Description of the task.
Repeat all the data word for word.

Working data.
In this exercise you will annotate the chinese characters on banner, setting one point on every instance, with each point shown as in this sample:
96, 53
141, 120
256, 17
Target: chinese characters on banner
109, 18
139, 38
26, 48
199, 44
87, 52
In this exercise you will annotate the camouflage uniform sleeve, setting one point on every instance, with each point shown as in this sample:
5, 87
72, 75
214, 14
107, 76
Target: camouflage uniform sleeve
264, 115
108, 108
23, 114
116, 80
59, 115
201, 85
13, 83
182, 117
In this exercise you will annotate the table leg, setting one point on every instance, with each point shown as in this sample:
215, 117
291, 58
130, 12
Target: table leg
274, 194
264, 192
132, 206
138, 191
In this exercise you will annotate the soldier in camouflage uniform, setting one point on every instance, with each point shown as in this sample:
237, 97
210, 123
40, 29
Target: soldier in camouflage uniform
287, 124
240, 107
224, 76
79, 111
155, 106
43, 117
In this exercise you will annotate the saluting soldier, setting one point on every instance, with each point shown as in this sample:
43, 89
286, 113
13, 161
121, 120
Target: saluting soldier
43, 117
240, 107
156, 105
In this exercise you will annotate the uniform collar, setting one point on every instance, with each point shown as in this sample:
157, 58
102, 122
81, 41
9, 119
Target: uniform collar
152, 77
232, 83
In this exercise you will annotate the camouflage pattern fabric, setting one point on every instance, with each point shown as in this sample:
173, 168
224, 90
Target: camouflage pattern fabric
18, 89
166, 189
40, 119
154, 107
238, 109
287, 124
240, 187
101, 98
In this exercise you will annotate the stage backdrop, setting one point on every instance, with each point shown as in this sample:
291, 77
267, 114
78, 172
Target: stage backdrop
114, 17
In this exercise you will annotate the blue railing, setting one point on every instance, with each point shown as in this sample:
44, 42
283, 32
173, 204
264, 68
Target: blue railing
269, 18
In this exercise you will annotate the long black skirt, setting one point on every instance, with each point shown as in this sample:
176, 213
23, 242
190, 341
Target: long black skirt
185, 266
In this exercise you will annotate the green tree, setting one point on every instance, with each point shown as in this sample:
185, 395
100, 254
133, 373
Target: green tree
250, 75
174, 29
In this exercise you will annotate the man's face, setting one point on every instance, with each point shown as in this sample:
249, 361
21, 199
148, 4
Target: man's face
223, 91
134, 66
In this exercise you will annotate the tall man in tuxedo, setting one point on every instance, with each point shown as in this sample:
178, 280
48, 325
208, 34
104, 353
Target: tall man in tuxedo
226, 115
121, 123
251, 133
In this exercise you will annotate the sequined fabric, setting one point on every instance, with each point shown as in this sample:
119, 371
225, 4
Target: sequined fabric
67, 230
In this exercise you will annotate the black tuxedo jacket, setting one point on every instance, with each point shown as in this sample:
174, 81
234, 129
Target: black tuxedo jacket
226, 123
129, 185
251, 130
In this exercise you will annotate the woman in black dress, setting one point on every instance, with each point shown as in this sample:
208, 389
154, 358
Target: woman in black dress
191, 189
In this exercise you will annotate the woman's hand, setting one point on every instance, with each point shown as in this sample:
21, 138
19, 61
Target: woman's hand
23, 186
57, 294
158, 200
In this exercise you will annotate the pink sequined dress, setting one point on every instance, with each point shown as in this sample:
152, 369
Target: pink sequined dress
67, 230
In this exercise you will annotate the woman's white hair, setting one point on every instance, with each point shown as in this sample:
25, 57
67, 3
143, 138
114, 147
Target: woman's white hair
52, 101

Exercise response.
In this exercise you will annotate the chinese characters on banner, setting one point on every instance, with each point shown as in this sample:
96, 53
141, 120
256, 17
Target: chinese characters on banner
109, 18
139, 38
26, 48
199, 44
87, 52
In this exercise you will annotate the camouflage uniform sleeve, setting one point on every instance, with each point shown as in this sample:
5, 87
72, 75
214, 14
107, 76
Target: camouflage uniform sleeve
264, 115
108, 108
23, 114
116, 80
59, 115
201, 85
13, 83
182, 117
In this exercise you will annotate the table leg, setting one point on every instance, with each point shown as in this sample:
215, 117
291, 58
130, 12
Target: table leg
274, 194
264, 192
132, 206
138, 191
In this exercise you will annotate the soldier in camouflage uniform, setting one point on every instance, with each point shown as in this sample:
237, 97
210, 123
40, 29
Target: soldier in camouflage uniform
287, 124
240, 107
224, 76
79, 111
155, 106
43, 117
In this exercise you will annotate the saluting soldier, setting one point on every instance, with each point shown as in this sample:
43, 89
286, 113
13, 161
121, 120
Target: saluting soldier
43, 117
240, 107
156, 105
In this exercise you will annotate the uniform collar, setting one point on every instance, with each point shown as in this sample:
157, 58
102, 122
81, 41
9, 119
Target: uniform collar
152, 77
232, 83
In this exercise you will annotate the camouflage pattern fabric, setting one point on every instance, with each point shown as in this sample:
173, 168
224, 90
Target: camouflage pattern fabric
18, 89
166, 189
40, 119
154, 107
238, 109
287, 124
240, 187
101, 98
In this exercise you will annotate the stage backdrop, setting one point on every instance, with each point shown as in this sample:
291, 77
267, 114
78, 172
Target: stage backdrop
114, 17
In this exercise you will annotate the blue railing, setting one point on every instance, with each point shown as in this sample:
44, 42
283, 32
173, 204
264, 68
Target: blue railing
269, 18
In this exercise you will annotate the long black skirt, setting one point on every instance, with each point shown as in this sample:
176, 213
23, 242
190, 341
Target: long black skirt
185, 266
In this exercise you will annotate the green tree, setting one point on every instance, with each point shown as in this sample:
185, 395
100, 254
133, 373
Target: green tree
250, 75
174, 29
In this exercise you will annotate the man's face, setting one point on every instance, with each point shown as in this sample:
249, 361
21, 199
148, 4
Target: man's face
223, 91
134, 66
In this exercise you will annotate the tall man in tuxedo, setting one point on every instance, with each point shown as in this sample:
178, 280
48, 325
208, 34
104, 353
Target: tall man in tuxedo
226, 115
121, 123
251, 133
In this exercise you will annotate the sequined fabric, setting one point on every instance, with each point shown as in this sample:
119, 371
225, 4
Target: sequined fabric
67, 230
In this exercise you will annotate the black tuxedo jacket, setting one point on every instance, with each point shown as in this sample:
174, 81
234, 129
Target: black tuxedo jacket
226, 123
129, 185
251, 130
In this exercise you will annotate the woman in black dress, setting one point on every instance, with each point shown as in this sample:
208, 389
154, 358
Target: woman in black dress
191, 189
In this exercise you will annotate the woman's hand, setting one point on every instance, with each point shown as in this sample:
21, 138
19, 61
Target: woman's hand
23, 186
57, 294
158, 200
In this exercise you will annotate the pink sequined dress, setting one point on every instance, with each point shown as in this sample:
152, 369
Target: pink sequined dress
67, 230
In this exercise you will annotate the woman's white hair, setting one point on every instance, with each point shown as in this sample:
25, 57
67, 3
143, 138
114, 147
Target: woman's white hair
52, 101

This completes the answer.